**Task directions**
Output only the lines from the one holding "Locate the laptop keyboard" to the end of the data below, please, copied exactly.

──────

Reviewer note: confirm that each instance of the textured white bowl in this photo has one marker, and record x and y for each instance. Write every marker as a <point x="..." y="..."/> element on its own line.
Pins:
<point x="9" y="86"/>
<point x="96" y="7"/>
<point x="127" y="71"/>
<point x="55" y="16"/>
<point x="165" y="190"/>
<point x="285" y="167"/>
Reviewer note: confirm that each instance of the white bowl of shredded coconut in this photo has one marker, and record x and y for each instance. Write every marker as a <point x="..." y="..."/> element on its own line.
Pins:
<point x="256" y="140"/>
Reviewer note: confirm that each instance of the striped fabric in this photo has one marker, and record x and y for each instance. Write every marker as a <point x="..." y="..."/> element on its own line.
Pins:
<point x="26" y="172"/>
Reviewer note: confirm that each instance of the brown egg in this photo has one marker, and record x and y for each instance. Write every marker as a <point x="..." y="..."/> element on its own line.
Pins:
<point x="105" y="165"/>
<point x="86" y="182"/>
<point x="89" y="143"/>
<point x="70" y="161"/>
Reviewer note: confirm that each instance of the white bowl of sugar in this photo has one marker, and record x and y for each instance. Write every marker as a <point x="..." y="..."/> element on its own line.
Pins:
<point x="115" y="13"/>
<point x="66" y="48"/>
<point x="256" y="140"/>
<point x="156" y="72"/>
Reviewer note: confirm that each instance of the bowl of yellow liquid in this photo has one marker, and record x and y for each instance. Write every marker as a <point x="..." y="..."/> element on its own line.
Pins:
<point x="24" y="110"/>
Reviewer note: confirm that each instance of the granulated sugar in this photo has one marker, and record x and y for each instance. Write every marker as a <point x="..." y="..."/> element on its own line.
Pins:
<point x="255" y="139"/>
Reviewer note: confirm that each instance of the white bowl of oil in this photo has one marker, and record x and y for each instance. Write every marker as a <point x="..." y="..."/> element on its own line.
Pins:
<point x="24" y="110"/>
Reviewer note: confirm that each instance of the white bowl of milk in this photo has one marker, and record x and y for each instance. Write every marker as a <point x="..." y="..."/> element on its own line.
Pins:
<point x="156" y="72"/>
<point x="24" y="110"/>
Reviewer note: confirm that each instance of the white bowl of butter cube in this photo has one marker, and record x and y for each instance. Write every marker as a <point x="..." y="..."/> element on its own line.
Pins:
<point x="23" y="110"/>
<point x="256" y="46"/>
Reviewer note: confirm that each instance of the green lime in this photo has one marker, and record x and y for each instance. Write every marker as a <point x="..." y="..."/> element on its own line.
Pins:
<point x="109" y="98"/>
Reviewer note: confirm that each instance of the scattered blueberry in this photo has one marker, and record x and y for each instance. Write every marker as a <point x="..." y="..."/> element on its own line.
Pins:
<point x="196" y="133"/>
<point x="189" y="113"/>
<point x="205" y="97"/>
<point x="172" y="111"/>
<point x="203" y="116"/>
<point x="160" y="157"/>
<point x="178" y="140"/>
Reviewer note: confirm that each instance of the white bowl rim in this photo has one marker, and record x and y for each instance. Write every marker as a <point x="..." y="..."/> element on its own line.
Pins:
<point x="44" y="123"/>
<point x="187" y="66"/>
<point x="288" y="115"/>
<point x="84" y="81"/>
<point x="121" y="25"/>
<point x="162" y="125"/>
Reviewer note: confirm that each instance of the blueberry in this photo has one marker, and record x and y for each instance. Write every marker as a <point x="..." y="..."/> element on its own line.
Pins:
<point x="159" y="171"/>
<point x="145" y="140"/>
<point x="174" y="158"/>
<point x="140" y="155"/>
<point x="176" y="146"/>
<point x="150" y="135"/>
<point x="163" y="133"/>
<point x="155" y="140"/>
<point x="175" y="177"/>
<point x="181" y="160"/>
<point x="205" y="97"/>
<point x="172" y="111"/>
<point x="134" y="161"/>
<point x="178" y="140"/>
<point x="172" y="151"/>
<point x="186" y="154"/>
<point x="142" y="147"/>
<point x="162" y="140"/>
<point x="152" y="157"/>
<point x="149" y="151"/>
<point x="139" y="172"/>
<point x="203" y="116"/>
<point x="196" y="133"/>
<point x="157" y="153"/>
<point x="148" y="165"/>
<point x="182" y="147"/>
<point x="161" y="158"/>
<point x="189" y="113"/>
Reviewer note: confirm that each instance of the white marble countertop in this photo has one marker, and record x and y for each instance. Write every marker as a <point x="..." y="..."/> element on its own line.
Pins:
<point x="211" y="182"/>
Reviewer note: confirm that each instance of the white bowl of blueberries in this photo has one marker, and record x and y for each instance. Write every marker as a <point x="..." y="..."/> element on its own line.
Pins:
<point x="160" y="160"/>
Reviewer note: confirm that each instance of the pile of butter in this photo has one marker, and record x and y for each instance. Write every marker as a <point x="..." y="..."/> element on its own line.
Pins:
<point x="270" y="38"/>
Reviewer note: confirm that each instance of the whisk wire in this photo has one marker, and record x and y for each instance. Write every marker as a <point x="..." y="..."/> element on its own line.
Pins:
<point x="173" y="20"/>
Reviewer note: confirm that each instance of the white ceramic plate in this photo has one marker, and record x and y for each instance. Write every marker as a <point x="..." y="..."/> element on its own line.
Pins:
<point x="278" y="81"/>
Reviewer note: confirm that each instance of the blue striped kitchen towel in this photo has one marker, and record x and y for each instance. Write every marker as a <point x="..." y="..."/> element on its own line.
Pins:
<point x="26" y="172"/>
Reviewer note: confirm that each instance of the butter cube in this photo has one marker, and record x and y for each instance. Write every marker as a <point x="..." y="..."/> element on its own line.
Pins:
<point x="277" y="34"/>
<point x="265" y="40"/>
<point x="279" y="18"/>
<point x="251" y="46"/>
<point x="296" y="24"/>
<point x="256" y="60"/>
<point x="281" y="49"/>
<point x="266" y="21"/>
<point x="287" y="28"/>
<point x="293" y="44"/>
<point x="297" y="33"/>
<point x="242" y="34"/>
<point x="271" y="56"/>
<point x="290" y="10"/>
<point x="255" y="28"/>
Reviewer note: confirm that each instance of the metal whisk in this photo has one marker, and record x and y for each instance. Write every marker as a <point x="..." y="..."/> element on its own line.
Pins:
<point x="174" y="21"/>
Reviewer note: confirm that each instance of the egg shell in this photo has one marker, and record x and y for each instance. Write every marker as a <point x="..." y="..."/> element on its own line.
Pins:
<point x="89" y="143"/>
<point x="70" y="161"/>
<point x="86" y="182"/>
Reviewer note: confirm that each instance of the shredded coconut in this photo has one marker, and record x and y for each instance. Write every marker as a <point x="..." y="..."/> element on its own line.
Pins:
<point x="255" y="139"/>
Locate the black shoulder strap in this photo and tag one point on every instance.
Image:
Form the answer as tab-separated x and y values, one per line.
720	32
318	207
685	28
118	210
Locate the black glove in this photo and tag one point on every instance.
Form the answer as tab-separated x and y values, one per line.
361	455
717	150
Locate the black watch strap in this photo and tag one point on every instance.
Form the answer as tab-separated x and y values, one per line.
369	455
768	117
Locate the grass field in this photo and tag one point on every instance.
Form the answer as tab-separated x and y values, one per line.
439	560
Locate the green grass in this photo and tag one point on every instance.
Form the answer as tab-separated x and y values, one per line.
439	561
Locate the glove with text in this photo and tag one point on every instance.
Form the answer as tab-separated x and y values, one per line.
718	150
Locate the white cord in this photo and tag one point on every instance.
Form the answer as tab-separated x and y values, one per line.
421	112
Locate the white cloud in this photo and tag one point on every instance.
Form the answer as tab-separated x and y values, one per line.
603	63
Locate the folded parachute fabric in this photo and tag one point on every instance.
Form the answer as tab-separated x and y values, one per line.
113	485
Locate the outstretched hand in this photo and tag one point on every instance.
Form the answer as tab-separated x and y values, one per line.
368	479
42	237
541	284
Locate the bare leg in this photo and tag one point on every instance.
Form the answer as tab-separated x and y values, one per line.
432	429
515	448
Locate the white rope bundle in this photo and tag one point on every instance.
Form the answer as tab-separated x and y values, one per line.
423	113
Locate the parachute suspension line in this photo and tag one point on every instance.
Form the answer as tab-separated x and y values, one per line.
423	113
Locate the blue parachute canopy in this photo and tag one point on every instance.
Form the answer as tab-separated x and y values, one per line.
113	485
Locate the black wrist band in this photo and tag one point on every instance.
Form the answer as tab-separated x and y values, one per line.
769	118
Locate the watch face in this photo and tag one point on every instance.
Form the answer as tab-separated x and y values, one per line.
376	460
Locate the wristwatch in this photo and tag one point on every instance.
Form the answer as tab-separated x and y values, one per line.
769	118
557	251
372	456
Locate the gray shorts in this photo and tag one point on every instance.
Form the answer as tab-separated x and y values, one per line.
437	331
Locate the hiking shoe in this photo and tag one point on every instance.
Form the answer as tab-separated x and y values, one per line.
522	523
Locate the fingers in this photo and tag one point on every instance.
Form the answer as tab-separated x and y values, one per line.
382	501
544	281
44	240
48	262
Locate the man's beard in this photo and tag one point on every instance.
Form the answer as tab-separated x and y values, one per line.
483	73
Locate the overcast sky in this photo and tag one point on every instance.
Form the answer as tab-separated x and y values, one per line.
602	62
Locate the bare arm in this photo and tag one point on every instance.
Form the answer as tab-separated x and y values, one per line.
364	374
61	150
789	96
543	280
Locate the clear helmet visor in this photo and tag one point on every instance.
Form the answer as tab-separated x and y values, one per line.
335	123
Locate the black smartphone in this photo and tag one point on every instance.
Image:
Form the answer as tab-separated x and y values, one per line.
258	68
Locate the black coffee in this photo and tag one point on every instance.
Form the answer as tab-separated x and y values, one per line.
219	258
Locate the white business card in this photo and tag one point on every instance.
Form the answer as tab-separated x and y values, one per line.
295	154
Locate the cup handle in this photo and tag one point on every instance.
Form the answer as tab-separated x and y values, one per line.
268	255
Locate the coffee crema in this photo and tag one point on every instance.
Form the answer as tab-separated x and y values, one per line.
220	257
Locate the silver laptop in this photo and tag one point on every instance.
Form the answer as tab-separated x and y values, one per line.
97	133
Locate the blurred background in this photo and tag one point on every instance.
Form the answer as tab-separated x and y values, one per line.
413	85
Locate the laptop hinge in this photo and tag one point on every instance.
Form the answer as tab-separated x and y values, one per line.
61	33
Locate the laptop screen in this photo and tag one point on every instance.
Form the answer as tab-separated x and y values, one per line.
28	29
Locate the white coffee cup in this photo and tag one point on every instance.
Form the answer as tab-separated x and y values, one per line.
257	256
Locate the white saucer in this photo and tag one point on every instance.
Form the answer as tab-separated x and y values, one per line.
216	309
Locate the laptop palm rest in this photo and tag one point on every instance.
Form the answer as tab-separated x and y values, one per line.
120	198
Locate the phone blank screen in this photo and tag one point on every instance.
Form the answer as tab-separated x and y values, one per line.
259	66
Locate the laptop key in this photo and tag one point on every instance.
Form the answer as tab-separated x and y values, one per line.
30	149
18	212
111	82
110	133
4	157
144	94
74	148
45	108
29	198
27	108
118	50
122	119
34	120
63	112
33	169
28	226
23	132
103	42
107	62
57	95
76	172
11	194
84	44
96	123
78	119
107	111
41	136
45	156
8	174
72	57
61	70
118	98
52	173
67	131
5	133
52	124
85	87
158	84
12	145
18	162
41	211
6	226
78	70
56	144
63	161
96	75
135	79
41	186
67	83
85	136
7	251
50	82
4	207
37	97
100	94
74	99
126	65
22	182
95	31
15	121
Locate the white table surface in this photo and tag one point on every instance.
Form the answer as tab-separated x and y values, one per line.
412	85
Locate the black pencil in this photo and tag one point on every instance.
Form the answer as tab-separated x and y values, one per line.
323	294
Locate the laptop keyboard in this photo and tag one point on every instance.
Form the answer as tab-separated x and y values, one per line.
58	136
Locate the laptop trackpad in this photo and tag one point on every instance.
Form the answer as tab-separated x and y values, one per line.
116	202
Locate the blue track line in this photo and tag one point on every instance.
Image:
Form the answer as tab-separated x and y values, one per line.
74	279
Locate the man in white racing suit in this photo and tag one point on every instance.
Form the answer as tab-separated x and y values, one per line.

──────

**Complete response**
Locate the laptop keyboard in this photo and tag one point on every instance.
Form the answer as tab-separated x and y values, one per line.
58	136
Locate the laptop trackpad in this photo and tag one point on every instance.
Form the answer as tab-separated x and y values, one per line.
116	202
Locate the blue track line in this photo and tag one point on every instance.
Image:
Form the answer as tab-separated x and y values, one per line.
74	279
Locate the man in white racing suit in this photo and tag one point on every instance.
Form the answer as tab-separated x and y values, one per line.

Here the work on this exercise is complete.